» Exercise instructions: Retype each record shown below, leaving every character as it is.

[Coordinate annotation entries]
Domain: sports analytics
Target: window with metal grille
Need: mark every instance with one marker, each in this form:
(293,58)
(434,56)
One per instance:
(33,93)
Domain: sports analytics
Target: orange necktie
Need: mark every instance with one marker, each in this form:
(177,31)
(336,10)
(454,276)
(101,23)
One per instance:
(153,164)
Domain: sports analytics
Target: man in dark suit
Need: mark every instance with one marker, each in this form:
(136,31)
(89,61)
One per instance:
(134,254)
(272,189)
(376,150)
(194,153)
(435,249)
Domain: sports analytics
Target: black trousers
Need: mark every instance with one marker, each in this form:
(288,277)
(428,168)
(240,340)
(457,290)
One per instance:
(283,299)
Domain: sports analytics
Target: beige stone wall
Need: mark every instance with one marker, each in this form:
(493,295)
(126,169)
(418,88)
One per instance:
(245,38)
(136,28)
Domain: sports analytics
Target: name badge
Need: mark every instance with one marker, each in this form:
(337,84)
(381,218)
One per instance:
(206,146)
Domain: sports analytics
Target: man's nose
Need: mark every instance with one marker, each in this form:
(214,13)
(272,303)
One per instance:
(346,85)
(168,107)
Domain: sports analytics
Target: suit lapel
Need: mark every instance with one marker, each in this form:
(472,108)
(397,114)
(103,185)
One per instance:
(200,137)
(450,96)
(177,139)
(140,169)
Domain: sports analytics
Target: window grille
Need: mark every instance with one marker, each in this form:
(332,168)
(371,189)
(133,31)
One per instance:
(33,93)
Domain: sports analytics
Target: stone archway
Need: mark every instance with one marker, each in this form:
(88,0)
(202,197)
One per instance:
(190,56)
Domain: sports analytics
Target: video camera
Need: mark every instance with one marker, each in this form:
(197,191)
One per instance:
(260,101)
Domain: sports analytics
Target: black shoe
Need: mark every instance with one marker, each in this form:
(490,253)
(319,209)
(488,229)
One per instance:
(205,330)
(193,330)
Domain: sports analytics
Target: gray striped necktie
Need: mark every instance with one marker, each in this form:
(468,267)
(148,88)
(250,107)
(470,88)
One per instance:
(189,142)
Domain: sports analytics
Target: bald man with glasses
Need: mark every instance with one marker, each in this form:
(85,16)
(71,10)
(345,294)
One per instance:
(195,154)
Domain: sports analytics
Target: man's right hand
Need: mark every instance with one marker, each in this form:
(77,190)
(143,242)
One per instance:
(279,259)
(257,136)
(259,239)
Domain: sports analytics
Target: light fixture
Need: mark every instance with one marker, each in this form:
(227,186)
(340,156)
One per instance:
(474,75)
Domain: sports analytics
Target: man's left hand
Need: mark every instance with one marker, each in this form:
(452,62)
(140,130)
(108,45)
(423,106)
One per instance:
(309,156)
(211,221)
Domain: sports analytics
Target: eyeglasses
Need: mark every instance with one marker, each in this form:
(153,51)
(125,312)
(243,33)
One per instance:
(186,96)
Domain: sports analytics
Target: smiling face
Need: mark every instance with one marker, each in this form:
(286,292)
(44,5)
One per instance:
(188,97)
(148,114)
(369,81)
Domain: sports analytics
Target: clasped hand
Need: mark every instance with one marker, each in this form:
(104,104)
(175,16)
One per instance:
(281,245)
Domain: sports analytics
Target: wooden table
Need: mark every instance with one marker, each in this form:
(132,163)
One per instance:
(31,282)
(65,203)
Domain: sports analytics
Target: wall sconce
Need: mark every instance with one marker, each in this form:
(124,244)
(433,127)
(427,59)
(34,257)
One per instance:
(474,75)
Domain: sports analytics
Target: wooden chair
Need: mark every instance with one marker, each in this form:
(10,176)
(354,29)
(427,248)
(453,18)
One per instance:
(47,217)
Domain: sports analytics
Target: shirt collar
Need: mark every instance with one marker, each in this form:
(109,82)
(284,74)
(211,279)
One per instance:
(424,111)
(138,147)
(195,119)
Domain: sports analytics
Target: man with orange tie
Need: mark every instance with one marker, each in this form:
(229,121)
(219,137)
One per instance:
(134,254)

» Worked answer:
Domain: sports analytics
Target: window with metal grille
Need: mark every instance with one marker, each in this form:
(293,58)
(434,56)
One per instance:
(33,93)
Domain: sports analytics
Target: orange necktie
Need: mark every instance with one marker, each in this form:
(177,31)
(336,10)
(454,276)
(101,23)
One per instance:
(153,164)
Domain: sports analytics
Target: man in dark suit
Need: mark every instance with one marker, each in this form:
(136,31)
(89,61)
One per instance:
(134,254)
(272,189)
(376,150)
(194,153)
(435,249)
Domain: sports analytics
Target: black trousers
Need: mark every instance with one marker, each in this form:
(288,277)
(428,168)
(240,340)
(457,290)
One per instance:
(283,299)
Domain: sports analytics
Target: beige stone wall
Need: mark every instance with one marker, each in this form:
(493,295)
(126,169)
(418,88)
One per instance:
(245,38)
(136,28)
Domain: sports analytics
Target: name badge
Need: mark every instance with one marker, each in this form:
(337,84)
(381,218)
One per instance:
(206,146)
Domain: sports analytics
Target: man's nose
Need: mark every instance with one marker, each in this form:
(214,13)
(272,303)
One per instance:
(346,85)
(168,107)
Domain: sports analytics
Target: suit lapel
Need: mark every instance with one marker, each in this form:
(472,108)
(397,114)
(103,185)
One per instance:
(200,137)
(450,96)
(177,139)
(140,169)
Domain: sports analytics
Target: window grille
Need: mark every instance with one marker, each in this form:
(332,168)
(371,189)
(133,31)
One per instance:
(33,93)
Domain: sports analytics
Target: stone archway
Need: mark every instance with one marker, each in this form:
(88,0)
(202,197)
One per instance:
(190,56)
Domain: sports analytics
Target: video camera
Need: mark every instance with one marker, each in this form:
(197,191)
One per instance:
(260,101)
Domain: sports analytics
Target: black shoe
Need: mark every instance with one marker, each in this form:
(490,253)
(319,209)
(488,229)
One per instance:
(205,330)
(193,330)
Domain: sports analytics
Target: gray striped necktie
Need: mark every instance with one marker, each in this form:
(468,267)
(148,88)
(250,107)
(470,88)
One per instance:
(189,142)
Domain: sports analytics
Target: bald man with glasses
Need: mark every instance with one marker, each in this form:
(85,16)
(71,10)
(345,294)
One per instance:
(195,154)
Domain: sports analytics
Target: man's right hand
Need: mark every instance with one marker, each in this form:
(77,190)
(143,242)
One per instance:
(279,259)
(257,136)
(259,239)
Domain: sports analytics
Target: light fixture
Need: mark every instance with one marker, each in this form:
(227,186)
(340,156)
One per instance:
(474,75)
Domain: sports analytics
Target: man's left hand
Need: mark every instance with one marker, each in this form:
(452,62)
(140,130)
(108,45)
(423,106)
One per instance:
(309,156)
(211,221)
Domain: sports analytics
Target: eyeglasses
Need: mark every instance with one marker, each in this form:
(153,51)
(125,312)
(243,33)
One per instance:
(186,96)
Domain: sports analytics
Target: smiling face
Need: mark every instance with one marker, each in this form:
(286,292)
(44,5)
One per instance:
(188,97)
(148,114)
(369,81)
Domain: sports analytics
Target: clasped hand
Need: mark every instance with one marker, each in this form:
(104,104)
(175,16)
One per instance:
(281,245)
Domain: sports analytics
Target: wooden table
Need: mark every instance with one marker, each in this form:
(132,163)
One per instance:
(31,282)
(65,203)
Domain: sports analytics
Target: wall sconce
Need: mark every instance with one marker, each in this form:
(124,244)
(433,127)
(427,59)
(34,257)
One per instance:
(474,75)
Domain: sports analytics
Target: wooden chair
Need: mark every instance with one marker, each in this form:
(10,176)
(354,29)
(427,248)
(453,18)
One per instance:
(47,217)
Domain: sports analytics
Target: shirt collar
Need: mark every instance with one marker, each in this form:
(109,82)
(284,74)
(211,279)
One per instance:
(424,111)
(138,147)
(195,119)
Domain: sports analytics
Target: man with orange tie
Need: mark every instance with one marker, each in this form:
(229,121)
(219,137)
One per instance:
(134,254)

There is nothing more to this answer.